What the task asks: Return each line of the records holding the string "fence".

Input for this task:
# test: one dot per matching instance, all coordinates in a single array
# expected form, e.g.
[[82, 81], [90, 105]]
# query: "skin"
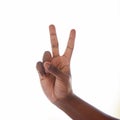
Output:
[[55, 79]]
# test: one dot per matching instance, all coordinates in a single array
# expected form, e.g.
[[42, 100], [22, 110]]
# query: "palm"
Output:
[[57, 87]]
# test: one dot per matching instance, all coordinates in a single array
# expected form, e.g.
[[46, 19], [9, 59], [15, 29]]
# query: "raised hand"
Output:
[[54, 70]]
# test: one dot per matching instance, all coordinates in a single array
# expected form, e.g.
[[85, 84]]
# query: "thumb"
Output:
[[55, 71]]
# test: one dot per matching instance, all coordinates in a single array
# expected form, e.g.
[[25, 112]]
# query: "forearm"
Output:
[[78, 109]]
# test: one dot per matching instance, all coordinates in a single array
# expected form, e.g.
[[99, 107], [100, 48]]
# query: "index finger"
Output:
[[54, 41], [70, 45]]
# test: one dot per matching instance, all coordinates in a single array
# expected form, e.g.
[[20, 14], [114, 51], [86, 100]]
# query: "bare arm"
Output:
[[54, 73]]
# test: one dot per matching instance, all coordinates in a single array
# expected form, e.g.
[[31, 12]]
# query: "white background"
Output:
[[95, 64]]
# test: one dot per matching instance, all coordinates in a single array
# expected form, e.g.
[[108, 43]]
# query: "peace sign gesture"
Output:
[[54, 70]]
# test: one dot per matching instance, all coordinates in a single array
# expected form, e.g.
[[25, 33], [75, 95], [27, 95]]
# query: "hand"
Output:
[[54, 71]]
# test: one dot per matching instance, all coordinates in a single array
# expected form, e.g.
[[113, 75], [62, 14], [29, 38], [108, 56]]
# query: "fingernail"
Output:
[[46, 65]]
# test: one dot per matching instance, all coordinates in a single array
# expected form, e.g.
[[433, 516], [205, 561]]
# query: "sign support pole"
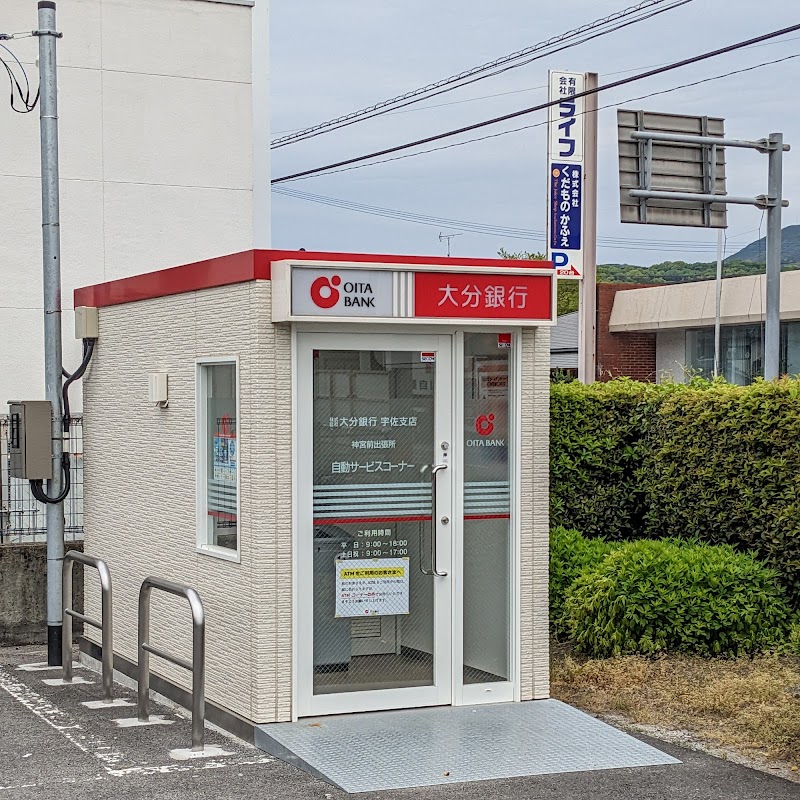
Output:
[[718, 306], [772, 335], [587, 340]]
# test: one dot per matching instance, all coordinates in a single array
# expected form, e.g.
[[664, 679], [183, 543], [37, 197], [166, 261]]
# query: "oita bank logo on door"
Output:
[[484, 427], [341, 293]]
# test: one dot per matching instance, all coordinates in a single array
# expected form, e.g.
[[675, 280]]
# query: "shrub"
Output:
[[652, 596], [596, 435], [570, 554], [703, 460], [722, 464]]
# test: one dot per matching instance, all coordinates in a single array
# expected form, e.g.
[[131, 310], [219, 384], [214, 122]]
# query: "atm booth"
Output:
[[346, 455]]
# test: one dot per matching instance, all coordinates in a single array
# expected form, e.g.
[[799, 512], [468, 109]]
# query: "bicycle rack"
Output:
[[104, 626], [196, 666]]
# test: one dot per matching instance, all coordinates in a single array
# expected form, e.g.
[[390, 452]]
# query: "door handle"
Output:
[[434, 520]]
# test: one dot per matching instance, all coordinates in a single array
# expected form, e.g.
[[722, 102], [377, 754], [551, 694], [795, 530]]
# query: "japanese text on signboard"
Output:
[[482, 296], [565, 146]]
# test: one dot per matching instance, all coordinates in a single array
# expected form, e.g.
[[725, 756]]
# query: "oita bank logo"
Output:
[[484, 426], [327, 292]]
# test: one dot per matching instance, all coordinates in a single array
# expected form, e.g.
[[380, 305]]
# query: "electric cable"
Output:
[[490, 230], [37, 486], [503, 64], [88, 349], [494, 95], [25, 96], [540, 107], [540, 124]]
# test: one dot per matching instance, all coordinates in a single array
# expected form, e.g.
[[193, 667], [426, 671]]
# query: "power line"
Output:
[[542, 106], [478, 98], [556, 44], [490, 230], [24, 96], [544, 122]]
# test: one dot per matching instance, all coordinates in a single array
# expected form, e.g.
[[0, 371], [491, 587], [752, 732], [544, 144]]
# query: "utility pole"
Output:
[[51, 262], [772, 335], [718, 308], [448, 237]]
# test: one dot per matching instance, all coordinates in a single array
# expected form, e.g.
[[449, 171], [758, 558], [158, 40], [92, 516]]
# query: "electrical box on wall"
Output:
[[30, 454], [159, 389], [87, 323]]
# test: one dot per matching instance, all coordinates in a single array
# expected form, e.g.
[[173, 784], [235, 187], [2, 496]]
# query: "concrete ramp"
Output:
[[433, 746]]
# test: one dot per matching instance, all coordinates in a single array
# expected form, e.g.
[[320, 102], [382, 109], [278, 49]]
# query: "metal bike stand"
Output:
[[196, 667], [104, 626]]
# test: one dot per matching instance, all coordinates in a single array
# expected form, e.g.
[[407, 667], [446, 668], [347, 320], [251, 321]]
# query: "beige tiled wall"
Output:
[[140, 492], [140, 489], [535, 524]]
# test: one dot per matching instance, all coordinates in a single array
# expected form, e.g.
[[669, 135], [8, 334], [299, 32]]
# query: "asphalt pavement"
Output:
[[52, 746]]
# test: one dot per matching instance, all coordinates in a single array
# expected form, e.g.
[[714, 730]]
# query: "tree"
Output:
[[567, 289]]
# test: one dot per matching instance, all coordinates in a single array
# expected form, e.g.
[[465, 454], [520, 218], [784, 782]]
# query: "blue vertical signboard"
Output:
[[565, 142]]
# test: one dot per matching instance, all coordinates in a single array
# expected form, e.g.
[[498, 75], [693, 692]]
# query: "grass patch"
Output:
[[751, 704]]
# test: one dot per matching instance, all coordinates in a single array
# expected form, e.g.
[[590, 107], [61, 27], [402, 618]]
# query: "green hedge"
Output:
[[707, 460], [596, 450], [649, 597], [570, 554]]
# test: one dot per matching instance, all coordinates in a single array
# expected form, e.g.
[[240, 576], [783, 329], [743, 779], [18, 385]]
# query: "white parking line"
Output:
[[107, 754]]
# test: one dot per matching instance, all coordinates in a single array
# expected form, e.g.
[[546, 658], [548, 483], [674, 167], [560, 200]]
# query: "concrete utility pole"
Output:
[[772, 335], [51, 261]]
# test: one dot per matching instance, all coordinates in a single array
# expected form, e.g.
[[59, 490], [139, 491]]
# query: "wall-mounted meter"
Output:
[[30, 440]]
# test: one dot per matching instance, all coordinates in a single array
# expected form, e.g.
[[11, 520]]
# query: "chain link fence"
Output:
[[22, 518]]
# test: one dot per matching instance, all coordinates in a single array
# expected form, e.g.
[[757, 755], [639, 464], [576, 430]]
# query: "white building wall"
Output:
[[157, 102], [535, 515], [671, 357], [140, 512]]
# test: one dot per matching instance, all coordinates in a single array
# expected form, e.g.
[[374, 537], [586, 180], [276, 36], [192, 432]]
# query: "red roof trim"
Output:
[[250, 265]]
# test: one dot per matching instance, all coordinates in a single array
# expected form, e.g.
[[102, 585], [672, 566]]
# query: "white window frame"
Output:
[[201, 461]]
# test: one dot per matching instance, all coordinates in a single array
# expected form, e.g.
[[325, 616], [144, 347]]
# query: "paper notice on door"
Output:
[[371, 587]]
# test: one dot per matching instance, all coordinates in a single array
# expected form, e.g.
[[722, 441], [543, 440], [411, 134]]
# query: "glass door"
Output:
[[374, 505]]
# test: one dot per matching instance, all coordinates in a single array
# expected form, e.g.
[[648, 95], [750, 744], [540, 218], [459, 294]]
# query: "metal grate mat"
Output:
[[433, 746]]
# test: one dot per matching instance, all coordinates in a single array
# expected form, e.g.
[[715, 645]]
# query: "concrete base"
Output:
[[43, 666], [117, 702], [62, 682], [187, 754], [134, 722]]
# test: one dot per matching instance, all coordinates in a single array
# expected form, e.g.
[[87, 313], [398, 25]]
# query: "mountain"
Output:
[[747, 261], [756, 251]]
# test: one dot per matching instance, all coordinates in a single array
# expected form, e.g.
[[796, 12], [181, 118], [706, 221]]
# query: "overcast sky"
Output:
[[330, 58]]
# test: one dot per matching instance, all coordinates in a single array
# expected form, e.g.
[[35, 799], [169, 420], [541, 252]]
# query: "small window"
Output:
[[218, 455]]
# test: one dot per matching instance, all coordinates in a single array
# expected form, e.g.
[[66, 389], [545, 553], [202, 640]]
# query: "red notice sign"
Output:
[[482, 296]]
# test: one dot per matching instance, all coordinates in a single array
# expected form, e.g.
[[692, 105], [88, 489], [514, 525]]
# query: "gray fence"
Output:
[[22, 519]]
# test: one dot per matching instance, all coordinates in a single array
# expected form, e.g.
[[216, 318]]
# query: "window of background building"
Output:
[[218, 489], [741, 352]]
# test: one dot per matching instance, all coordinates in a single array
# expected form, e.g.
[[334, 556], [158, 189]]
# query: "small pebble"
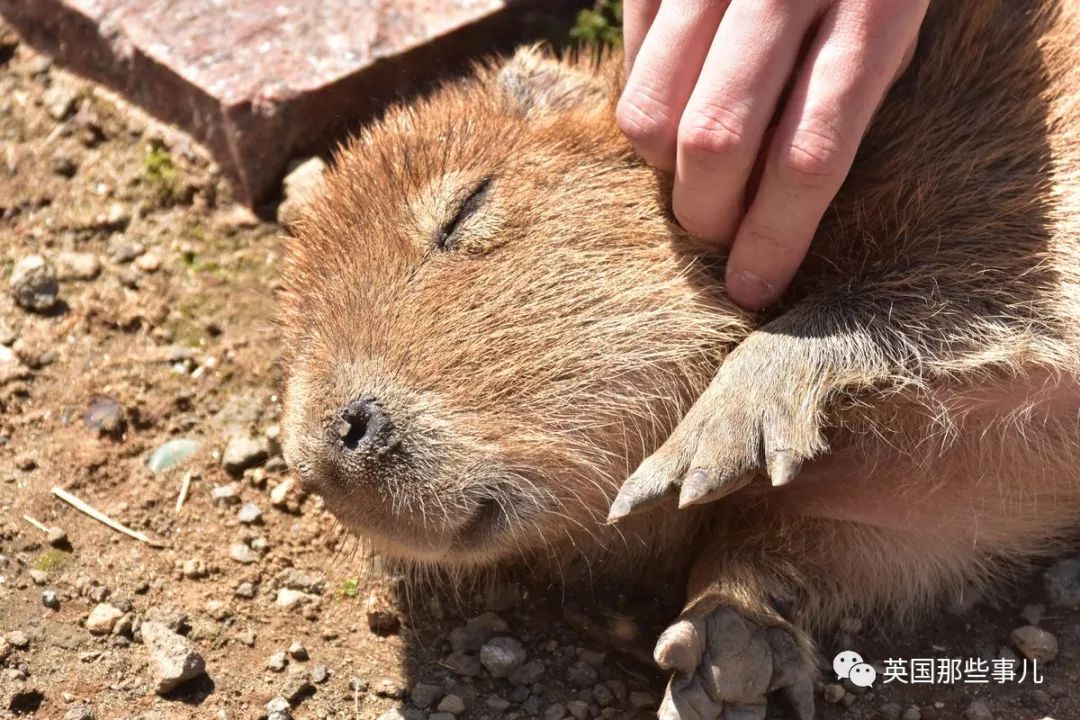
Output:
[[834, 693], [175, 659], [80, 712], [103, 619], [34, 284], [581, 675], [977, 710], [57, 538], [243, 554], [578, 708], [225, 494], [423, 694], [451, 704], [1035, 643], [297, 683], [243, 451], [1063, 583], [555, 711], [250, 514], [77, 266], [278, 662], [193, 569], [279, 709]]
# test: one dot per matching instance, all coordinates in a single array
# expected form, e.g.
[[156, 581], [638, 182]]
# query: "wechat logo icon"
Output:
[[849, 665]]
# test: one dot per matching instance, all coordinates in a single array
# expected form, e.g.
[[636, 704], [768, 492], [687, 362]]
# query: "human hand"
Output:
[[706, 79]]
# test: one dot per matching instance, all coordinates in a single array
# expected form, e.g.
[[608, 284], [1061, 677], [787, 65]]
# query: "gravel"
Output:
[[57, 538], [250, 514], [278, 662], [977, 710], [34, 284], [477, 630], [225, 494], [103, 619], [1062, 581], [297, 650], [451, 704], [244, 451], [279, 709], [77, 266], [302, 182], [581, 675], [501, 655], [243, 554], [297, 684], [175, 659], [320, 674], [17, 640], [1035, 643], [423, 694]]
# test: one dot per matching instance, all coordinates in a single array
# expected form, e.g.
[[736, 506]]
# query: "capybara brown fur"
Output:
[[491, 321]]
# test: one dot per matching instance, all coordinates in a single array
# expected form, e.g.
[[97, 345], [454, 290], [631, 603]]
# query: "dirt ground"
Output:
[[163, 330]]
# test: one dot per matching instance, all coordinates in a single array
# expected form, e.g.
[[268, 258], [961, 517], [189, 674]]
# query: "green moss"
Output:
[[52, 559], [161, 174], [599, 26]]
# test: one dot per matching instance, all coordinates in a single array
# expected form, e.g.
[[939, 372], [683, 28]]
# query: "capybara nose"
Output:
[[364, 426]]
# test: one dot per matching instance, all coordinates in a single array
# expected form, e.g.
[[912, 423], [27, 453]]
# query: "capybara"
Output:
[[491, 321]]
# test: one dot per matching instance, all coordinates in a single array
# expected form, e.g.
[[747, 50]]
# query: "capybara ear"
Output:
[[537, 83]]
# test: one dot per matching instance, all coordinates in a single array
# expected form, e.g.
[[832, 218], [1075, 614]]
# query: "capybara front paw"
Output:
[[758, 412], [726, 666]]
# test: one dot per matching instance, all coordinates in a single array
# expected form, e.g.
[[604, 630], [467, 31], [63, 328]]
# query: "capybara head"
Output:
[[489, 318]]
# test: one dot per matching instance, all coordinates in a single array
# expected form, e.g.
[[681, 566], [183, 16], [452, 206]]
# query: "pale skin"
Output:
[[757, 107]]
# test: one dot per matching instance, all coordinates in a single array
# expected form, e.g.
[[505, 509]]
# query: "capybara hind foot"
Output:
[[725, 666], [763, 409]]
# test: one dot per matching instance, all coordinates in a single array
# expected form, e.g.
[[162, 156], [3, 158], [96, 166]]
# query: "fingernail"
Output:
[[750, 290]]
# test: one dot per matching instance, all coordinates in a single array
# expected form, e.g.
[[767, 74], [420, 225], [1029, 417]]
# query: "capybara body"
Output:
[[491, 322]]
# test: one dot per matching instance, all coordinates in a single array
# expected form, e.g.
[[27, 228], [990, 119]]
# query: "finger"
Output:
[[850, 66], [721, 130], [637, 15], [664, 72]]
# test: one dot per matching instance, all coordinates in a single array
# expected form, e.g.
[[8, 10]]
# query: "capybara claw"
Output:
[[644, 489], [726, 667]]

Solution for this task:
# query: "chain link fence"
# query: "gray fence"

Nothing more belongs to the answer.